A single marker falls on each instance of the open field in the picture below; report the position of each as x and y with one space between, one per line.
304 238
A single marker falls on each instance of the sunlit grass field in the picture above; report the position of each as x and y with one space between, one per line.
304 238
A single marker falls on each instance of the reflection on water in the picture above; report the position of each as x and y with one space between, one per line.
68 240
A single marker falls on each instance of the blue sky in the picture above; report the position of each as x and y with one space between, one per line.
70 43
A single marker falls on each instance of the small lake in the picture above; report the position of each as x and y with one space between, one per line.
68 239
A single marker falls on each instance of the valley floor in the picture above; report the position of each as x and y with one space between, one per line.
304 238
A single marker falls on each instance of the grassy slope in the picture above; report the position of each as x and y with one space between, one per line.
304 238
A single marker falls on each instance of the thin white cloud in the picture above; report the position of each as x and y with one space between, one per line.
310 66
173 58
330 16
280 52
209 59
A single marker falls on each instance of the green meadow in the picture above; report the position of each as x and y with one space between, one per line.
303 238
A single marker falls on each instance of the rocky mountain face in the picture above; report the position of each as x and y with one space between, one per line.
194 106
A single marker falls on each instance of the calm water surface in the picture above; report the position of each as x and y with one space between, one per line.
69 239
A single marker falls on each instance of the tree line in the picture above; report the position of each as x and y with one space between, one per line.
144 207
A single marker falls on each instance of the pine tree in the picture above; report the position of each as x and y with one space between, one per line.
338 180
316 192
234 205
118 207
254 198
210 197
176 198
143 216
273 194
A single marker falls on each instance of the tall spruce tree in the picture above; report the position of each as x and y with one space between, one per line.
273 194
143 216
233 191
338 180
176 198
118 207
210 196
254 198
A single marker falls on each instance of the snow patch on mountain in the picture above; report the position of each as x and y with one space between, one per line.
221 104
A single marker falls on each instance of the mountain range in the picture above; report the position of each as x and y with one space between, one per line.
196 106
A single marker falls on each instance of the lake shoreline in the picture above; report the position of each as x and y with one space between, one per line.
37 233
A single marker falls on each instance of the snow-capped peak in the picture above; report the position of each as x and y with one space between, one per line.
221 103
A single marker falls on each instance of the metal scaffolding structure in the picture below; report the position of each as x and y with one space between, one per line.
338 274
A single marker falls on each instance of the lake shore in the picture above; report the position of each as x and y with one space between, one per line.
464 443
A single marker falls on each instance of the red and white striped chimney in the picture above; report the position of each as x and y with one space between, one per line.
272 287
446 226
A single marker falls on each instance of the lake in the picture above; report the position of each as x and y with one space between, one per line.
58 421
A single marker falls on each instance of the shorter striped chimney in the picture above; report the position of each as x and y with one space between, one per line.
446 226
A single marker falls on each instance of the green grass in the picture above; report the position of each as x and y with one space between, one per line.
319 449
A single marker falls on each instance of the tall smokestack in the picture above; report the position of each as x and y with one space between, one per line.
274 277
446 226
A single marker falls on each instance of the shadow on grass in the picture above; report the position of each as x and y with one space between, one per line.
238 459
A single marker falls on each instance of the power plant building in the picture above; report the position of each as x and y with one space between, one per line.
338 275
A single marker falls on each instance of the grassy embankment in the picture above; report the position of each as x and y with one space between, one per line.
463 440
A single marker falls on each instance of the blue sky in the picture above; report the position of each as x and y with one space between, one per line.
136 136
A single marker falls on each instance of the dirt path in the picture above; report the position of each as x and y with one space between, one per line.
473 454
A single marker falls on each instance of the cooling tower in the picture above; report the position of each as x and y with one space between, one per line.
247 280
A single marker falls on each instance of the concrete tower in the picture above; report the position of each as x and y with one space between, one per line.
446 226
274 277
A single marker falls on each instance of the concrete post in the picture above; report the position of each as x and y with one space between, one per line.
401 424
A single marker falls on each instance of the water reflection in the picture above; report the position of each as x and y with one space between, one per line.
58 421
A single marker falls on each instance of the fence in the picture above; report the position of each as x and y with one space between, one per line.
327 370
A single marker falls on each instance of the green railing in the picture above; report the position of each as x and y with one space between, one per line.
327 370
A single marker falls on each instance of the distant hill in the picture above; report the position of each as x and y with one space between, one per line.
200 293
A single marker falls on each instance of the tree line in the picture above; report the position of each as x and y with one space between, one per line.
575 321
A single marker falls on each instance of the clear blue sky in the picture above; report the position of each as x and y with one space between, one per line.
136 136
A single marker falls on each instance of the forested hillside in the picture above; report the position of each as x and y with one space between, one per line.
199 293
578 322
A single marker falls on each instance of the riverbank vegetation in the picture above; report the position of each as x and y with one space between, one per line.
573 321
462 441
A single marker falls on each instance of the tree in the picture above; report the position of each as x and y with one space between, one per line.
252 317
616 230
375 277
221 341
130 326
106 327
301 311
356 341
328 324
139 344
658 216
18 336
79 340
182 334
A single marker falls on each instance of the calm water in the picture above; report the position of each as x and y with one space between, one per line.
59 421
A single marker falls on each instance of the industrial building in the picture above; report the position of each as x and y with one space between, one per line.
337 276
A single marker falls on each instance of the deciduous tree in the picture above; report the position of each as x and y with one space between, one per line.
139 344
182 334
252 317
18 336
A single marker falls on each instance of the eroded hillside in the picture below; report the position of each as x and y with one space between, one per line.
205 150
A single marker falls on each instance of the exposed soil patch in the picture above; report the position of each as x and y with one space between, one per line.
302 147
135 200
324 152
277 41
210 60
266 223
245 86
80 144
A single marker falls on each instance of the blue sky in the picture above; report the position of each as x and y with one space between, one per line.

_WORK REQUIRED_
Reproduce the material exactly, with every line intact.

_OUTPUT_
A single marker falls on each instance of the open field in the picture below; report the position of each as x and y with one space between, one per line.
304 238
A single marker falls on each instance of the sunlit grass field in the picture above; report the position of each as x and y with one space between, one per line.
304 238
A single marker falls on each instance of the reflection on water in the picture above; report the position of each as x and y with one space between, one per line.
68 240
A single marker falls on each instance of the blue sky in the picture above; report the position of each as x and y with one space between, one per line.
70 43
A single marker falls on each instance of the small lake in the picture above; report the position of each as x and y with one space between, one per line.
68 239
A single marker falls on each instance of the valley floor in the picture above; report the position of each as x and y with one space between, one per line.
304 238
A single marker falls on each instance of the grassy slope in the picture above; report the position of each as x and y with one space between, one per line.
304 238
A single marker falls on each instance of the thin white cloud in the picture above; report the position of each as x and y with one space between, one per line.
310 66
173 58
330 16
280 52
209 59
A single marker falls on each instance of the green meadow in the picture above; report the position of each as x and y with one space between, one per line.
303 238
A single marker falls on each instance of the rocky mountain face in the picture above; report the position of each as x and y with one space between, one per line.
194 106
A single marker falls on each instance of the calm water surface in the picture above; report the position of each as x and y with one space between, one per line.
69 239
A single marker falls on each instance of the tree line in the picture above; report the position of each as x and y with one space between, one per line.
144 207
A single marker falls on each instance of the pine tree in the picture above; report the position of each as x and y with one space between, one per line.
338 180
316 192
234 205
118 207
254 198
210 197
176 198
143 216
273 194
A single marker falls on each instance of the tall spruce tree in the picture above; report the position of each as x and y with one space between, one per line.
273 194
143 216
233 191
338 180
176 198
118 207
210 196
254 198
A single marker falls on each instance of the snow patch on mountain in the picture above; report the position of each as x and y with one space between, one per line.
221 104
A single marker falls on each instance of the mountain range in the picture above; report the position of each as x and y with one space between, one per line.
196 106
A single marker falls on each instance of the lake shoreline in the picture above; report the position of each as x and y with one space between, one per line.
37 233
A single marker falls on each instance of the snow-capped peak in the picture above; report the position of each as x and y with one space between, one per line.
221 103
A single marker falls on each instance of the metal scaffolding structure in the picture below; report the position of each as x and y with one space between, one per line.
338 274
A single marker falls on each instance of the lake shore in the picture above; report the position of each as x and y with one space between, one per line.
464 443
A single marker falls on each instance of the red and white striped chimney in the picture above; report the position of each as x and y with one space between, one per line.
272 287
446 226
A single marker falls on each instance of the lake in the picture above; report the position of each as x and y with one space between, one per line.
58 421
A single marker falls on each instance of the shorter striped chimney in the picture above; report the position of each as x and y with one space between, one per line.
446 226
A single marker falls on each instance of the green grass in the picture above; report the position of each as x and y with one space between, one per line.
319 449
A single marker falls on each instance of the tall smokestack in the picture above; report the position of each as x and y with one space between, one per line.
274 277
446 226
A single marker falls on each instance of the shadow on grass in the picture above; report the position of each as x and y with one space between, one per line.
238 459
A single marker falls on each instance of the power plant building in the picture above; report the position of each as x and y with one space between, one per line.
338 275
A single marker falls on each instance of the grassy embankment in the picture above; report the position of each as x and y with one space between, one per line.
463 440
A single marker falls on each instance of the blue sky in the picture above; report the position of each as x and y with one space between, one per line.
136 136
A single marker falls on each instance of the dirt path in the picture above; report the position of each as x and y with one space between, one per line.
473 454
A single marker falls on each instance of the cooling tower in the picture above; report the position of each as x and y with one space between, one per line.
247 280
A single marker falls on each instance of the concrete tower in the picture above; report the position of each as x and y with one space between, one per line.
446 226
274 277
A single marker falls on each instance of the concrete post in the picture above; report the position of each as x and y with one space between, one per line.
401 424
A single marker falls on each instance of the water reflection in the picture above; report the position of each as x and y with one space between, one per line.
58 421
A single marker falls on each instance of the fence in the picture above; report the position of each as x and y with one space between, one per line.
327 370
A single marker falls on each instance of the green railing in the picture above; report the position of each as x and y with one space between, one per line.
327 370
A single marker falls on each instance of the distant hill in the picture above; report the position of each as x and y with one space between, one per line.
200 293
A single marker falls on each instance of the tree line in the picture above; report the position of each as x and y with one space between, one per line.
575 321
A single marker falls on each instance of the clear blue sky in the picture above; report the position of each as x and y with one space between, one per line.
136 136
A single marker falls on each instance of the forested hillside in the picture above; report the position of each as x and y with one space between, one per line.
199 293
578 322
A single marker falls on each instance of the riverbank vegetation in the picture above; report the position of each as x and y with one space between, one per line.
573 321
462 441
A single marker falls on each instance of the tree in the picture above; report the position of each as x and y with one space between, one per line.
252 317
616 230
375 277
221 341
130 326
106 327
301 311
356 341
328 324
139 344
658 216
18 336
79 340
182 334
A single marker falls on each instance of the calm water in the picture above; report the position of each as x and y with one space between, one per line.
59 421
A single marker falls on each instance of the industrial building in the picture above; report the position of each as x and y with one space between, one per line.
337 276
A single marker falls on each instance of the deciduous tree in the picture above; report the position of each as x and y with one space between, one per line.
139 344
182 334
252 317
18 336
A single marker falls on each instance of the eroded hillside in the picture below; report the position of each as x and y with one space between, one per line.
205 150
A single marker falls on each instance of the exposed soil patch in the picture above; report the position of each as x and y with one space between, one per line.
302 147
135 200
324 152
277 41
210 60
266 223
245 86
80 144
A single marker falls on each instance of the blue sky in the picture above; report the position of each as x and y with one space between, one per line.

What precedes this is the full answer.